### Page excerpt
################
1.Introduction

Rescue dogs are sensitive to hearing and smell [1], and can be used as rubble rescue dogs and mountain rescue dogs after personalized training. This research proposed suitable devices for rescue task. During task, dog will present a stabilize bark to mark the sufferer position and special events [2]. The rescue team fights for gold rescue time to locate suffered people in the mountains or landslides space. Inappropriate equipment reduce efficiency.

The design goal is improving communication efficiency of the training with the help of smart collar through the design process (session 3). The design team collected requirements (session 3.1) through user interviews (session 2.1); after the midterm meeting, we built the prototype (session 4.1, 4.2) to support the interaction between the user and the dog. From the observation of the rescue member’s situation, we confirm the rationality of the design (session 4.4, 4.5).

2. Literature survey

2.1. Rescue dog training situation and facilities

Figure 1a shows the rescue dog training cite in central Taiwan, the site is suitable for air scent search of the surrounding or trace the odors. Figure 1b is layout and facilities in Taichung training area. Trainer evaluate dogs and determine working potential to give the dog of their skills to fulfilling its purpose.

The training ground provides olfactory practice and obstacle crossing in a large area, and then enters the building of the injured person through overcome obstacles, such as suspended bridge structure. Simulation provides robustness under various conditions of the dog. Dogs in rocky areas need to be careful not to hurt their paws when moving (Figure 2). The training included the communication skill with the rescue personnel to notify the location of the victim [2]. When the road is in poor condition, the foot is often injured. Dogs often stick out their tongues to strengthen sweat; long-term search can lead to body failure [3]. Passing on the current physical condition allows calling for retreat.
################
### Provided records
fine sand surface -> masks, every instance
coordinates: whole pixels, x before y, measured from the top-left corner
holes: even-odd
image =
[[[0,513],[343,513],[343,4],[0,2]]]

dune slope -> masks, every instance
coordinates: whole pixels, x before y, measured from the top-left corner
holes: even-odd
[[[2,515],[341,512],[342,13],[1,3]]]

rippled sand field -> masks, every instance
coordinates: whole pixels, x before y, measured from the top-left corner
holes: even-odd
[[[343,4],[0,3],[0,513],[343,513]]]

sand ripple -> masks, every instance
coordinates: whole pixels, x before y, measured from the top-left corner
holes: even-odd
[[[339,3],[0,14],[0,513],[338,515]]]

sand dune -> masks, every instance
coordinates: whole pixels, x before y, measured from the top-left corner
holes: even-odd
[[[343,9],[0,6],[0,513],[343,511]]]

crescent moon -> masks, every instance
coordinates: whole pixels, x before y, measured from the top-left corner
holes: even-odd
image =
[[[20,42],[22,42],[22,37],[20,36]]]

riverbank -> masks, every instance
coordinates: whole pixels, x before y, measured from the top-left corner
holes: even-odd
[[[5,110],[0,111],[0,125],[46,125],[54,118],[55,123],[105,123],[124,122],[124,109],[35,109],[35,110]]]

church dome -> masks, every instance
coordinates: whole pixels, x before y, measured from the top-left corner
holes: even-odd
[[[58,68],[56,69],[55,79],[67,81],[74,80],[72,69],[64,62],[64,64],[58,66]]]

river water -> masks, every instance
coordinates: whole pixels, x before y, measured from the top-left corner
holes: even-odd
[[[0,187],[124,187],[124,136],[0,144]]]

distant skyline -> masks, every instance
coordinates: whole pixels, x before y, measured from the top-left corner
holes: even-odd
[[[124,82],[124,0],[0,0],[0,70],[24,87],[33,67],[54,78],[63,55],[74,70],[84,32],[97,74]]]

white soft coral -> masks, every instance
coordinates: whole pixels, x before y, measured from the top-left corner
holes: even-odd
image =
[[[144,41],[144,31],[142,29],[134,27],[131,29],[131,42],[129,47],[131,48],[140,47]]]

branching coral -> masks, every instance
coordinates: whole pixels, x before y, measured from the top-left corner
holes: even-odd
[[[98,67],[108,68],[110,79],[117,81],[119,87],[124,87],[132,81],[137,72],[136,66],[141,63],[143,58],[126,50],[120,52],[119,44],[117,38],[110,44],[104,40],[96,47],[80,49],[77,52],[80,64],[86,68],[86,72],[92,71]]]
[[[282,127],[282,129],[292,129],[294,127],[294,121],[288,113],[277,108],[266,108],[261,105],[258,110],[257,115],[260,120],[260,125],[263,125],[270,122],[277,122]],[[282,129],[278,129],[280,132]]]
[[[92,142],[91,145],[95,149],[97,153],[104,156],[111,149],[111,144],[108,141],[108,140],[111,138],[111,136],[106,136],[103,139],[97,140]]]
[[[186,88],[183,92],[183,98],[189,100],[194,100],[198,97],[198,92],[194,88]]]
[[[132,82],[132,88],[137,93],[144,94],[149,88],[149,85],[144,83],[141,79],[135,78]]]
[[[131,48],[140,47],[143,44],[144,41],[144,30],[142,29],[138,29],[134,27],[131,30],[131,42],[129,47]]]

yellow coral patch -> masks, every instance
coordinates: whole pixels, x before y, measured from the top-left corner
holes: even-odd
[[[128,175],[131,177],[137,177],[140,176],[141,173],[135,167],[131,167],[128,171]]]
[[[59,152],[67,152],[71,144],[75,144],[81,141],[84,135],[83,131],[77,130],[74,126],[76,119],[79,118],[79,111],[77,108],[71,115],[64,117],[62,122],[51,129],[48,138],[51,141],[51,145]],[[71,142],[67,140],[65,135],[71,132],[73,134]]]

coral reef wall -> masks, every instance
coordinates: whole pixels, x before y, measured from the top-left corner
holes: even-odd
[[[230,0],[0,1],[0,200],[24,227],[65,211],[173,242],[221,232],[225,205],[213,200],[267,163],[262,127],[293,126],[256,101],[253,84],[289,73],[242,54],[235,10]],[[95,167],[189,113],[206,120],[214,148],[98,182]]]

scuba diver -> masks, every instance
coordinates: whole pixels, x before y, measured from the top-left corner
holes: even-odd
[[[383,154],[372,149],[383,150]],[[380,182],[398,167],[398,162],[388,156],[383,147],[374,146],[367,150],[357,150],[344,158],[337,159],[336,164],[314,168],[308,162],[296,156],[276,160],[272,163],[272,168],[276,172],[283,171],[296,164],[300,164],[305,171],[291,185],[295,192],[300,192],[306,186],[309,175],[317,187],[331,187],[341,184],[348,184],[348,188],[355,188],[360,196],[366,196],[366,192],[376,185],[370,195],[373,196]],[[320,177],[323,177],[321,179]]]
################
### Job 1
In the rescue dog collar text, where is the training site shown in Figure 1a?
### Job 2
Render this sentence from the rescue dog collar text in Spanish: "When the road is in poor condition, the foot is often injured."
### Job 3
Carry on the rescue dog collar text from its final sentence.

### Final result 1
Central Taiwan.

### Final result 2
Cuando el camino está en malas condiciones, la pata suele lesionarse.

### Final result 3
Figure 1: Rescue dog training in Taiwan: (a) field survey site; (b) Taichung training area.

Figure 2: Training situation and facilities in rocky area.

2.2. Prior art of Strap

There are several ideas of dog lash as follows: Double D-ring rope buckle, LED warning; H-shaped chest for quick-fitting; X-shaped design using breathable fabric, and Y-shaped structure on the front chest. Double leash keep safe of manage reactive dog with a front and back ring. A leash shifts the center of gravity back towards trainer which gives trainer a pivot point [4] without restricting dog’s shoulder for freely searching. Dog is dependent on trainer to explore the sights, trainer have to teach “how to follow lead” or teaching commands through strap.

Sokolowski explored 3D hand grip shape for dog walking which captured from civilian’s [5] to fulfill product design perspective. Both cognitive and physical abilities help a successful handler design [6]. Figure 3 reveals an ergonomic X-strap dog harness. The traction belt is smooth and evenly bears multi-directional forces. Another design is an enhanced retractable leash [7] which provides multiple handles for controlling the movement. Plastic buckles are utilized with Velcro straps which eliminate the leash pulling forces at the dog’s center of mass (middle chest) area.

Figure 3: Ergonomic design X strap for dog, US 29/395,500 [6].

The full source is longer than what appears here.